** START OF DOCUMENT EXCERPT **
Introduction
The Character of Oakeshott’s Thought
As someone once observed, Oakeshott was a philosopher down to the tips of his toes. Yet he did not consider himself a “professional” philosopher of the sort who might turn up in the philosophy departments of universities. “Thinking,” he explained, “is not a professional matter; if it were, it would be something much less important than I take it to be.”
The activities Oakeshott valued most were friendship, poetry, conversation, love, and philosophy. These, he implied, were poised somewhere between the temporal and the eternal and offered “intimations of immortality.” They provided a temporary escape from the particularly modern and pernicious tendency to put everything in the service of future satisfactions and achievements. Oakeshott thought that when human beings value all things primarily or solely for their utility or profit—at what price can I sell the beautiful orange roses in my garden?—they neglect the present and fail to appreciate the goods they already possess.
However, if the impulse toward philosophizing is potential in every human being, very few follow it through to the degree that Oakeshott did. Though he may have considered himself a “victim of thought,” as he put it in Experience and its Modes, he nevertheless systematically chronicled and documented that thought in two major books, a large number of essays, and a vast set of unpublished papers and journals.
Experience and its Modes and Idealism
Oakeshott’s public philosophical career began with a notable early work, the 1933 publication of Experience and its Modes, which owes much to the Idealist philosophy of thinkers like F.H. Bradley and Bernard Bosanquet. In Experience and its Modes Oakeshott sets out a framework for understanding the world. He assumes that mind and body are not distinct entities but unified, and that experience itself is an undifferentiated whole.
** END OF DOCUMENT EXCERPT **
**CHALLENGE 1**: Name each activity that the introduction on Oakeshott says he valued most.
**CHALLENGE 2**: Reproduce the passage of the introduction on Oakeshott verbatim, starting with "Experience and its Modes and" and going on through "an undifferentiated whole.".
**CHALLENGE 3**: Condense the paragraph of the introduction on Oakeshott that opens "Oakeshott’s public philosophical career began" into a bulleted list of its main facts.
** START OF DATASET ENTRIES **
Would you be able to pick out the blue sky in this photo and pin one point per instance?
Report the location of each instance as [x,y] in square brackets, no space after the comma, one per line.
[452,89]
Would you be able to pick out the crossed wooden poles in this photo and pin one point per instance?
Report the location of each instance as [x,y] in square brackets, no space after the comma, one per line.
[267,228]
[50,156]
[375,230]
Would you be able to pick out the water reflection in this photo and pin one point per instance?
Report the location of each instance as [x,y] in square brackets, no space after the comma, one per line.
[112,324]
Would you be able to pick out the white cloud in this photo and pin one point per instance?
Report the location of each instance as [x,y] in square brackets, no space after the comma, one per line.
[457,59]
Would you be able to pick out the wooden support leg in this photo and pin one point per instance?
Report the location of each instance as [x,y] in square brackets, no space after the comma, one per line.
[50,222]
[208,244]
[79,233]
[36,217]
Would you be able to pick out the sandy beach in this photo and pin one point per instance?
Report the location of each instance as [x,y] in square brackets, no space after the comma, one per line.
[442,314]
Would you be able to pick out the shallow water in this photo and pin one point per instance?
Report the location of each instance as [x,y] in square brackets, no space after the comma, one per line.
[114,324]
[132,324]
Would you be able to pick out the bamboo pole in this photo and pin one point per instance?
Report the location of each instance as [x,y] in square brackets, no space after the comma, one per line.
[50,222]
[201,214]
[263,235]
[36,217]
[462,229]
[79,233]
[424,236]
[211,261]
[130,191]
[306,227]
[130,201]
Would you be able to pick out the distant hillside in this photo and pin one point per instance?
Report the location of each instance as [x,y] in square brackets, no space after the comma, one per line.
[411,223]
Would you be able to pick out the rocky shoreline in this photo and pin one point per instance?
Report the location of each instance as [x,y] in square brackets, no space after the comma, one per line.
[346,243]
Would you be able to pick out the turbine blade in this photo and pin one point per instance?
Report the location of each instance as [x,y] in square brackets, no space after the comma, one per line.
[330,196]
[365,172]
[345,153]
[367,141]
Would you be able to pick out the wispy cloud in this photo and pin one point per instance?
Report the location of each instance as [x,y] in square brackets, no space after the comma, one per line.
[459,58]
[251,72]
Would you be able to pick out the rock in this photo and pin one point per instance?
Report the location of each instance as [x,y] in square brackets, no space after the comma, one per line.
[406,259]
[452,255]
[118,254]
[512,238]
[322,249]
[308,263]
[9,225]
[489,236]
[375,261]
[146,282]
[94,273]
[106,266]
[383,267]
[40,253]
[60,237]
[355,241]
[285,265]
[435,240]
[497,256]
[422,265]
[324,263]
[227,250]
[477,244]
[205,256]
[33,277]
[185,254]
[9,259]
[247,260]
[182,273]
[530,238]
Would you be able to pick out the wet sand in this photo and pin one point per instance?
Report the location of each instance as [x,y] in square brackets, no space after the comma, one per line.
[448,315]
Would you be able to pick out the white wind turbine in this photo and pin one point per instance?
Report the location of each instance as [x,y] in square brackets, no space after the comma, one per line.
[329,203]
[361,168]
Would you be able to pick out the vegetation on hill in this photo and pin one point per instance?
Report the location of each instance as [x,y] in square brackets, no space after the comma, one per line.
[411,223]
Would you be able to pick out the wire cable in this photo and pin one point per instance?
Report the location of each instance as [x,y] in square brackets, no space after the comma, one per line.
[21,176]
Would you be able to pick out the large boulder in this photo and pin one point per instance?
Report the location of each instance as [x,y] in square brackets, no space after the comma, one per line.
** END OF DATASET ENTRIES **
**EXERCISE RESPONSE 1**: Friendship, poetry, conversation, love, and philosophy.

**EXERCISE RESPONSE 2**:
Experience and its Modes and Idealism
Oakeshott’s public philosophical career began with a notable early work, the 1933 publication of Experience and its Modes, which owes much to the Idealist philosophy of thinkers like F.H. Bradley and Bernard Bosanquet. In Experience and its Modes Oakeshott sets out a framework for understanding the world. He assumes that mind and body are not distinct entities but unified, and that experience itself is an undifferentiated whole.

**EXERCISE RESPONSE 3**:
- Oakeshott's public philosophical career began in 1933 with Experience and its Modes, a notable early work.
- The book owes much to the Idealist philosophy of F.H. Bradley and Bernard Bosanquet.
- In it, Oakeshott sets out a framework for understanding the world.
- He assumes that mind and body are unified rather than distinct entities.
- He assumes that experience is an undifferentiated whole.